===== Provided records =====

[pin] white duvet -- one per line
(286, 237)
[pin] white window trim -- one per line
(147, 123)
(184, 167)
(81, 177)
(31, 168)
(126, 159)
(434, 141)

=====

> **Stated task**: Rescale all the items above: write every line out again, requests included, and multiply each coordinate in the answers by 2.05, rounding to whole numbers with halves going up.

> **The completed task**:
[pin] white duvet -- one per line
(586, 486)
[pin] white window trim -- one per line
(301, 252)
(377, 342)
(166, 363)
(64, 344)
(258, 326)
(890, 289)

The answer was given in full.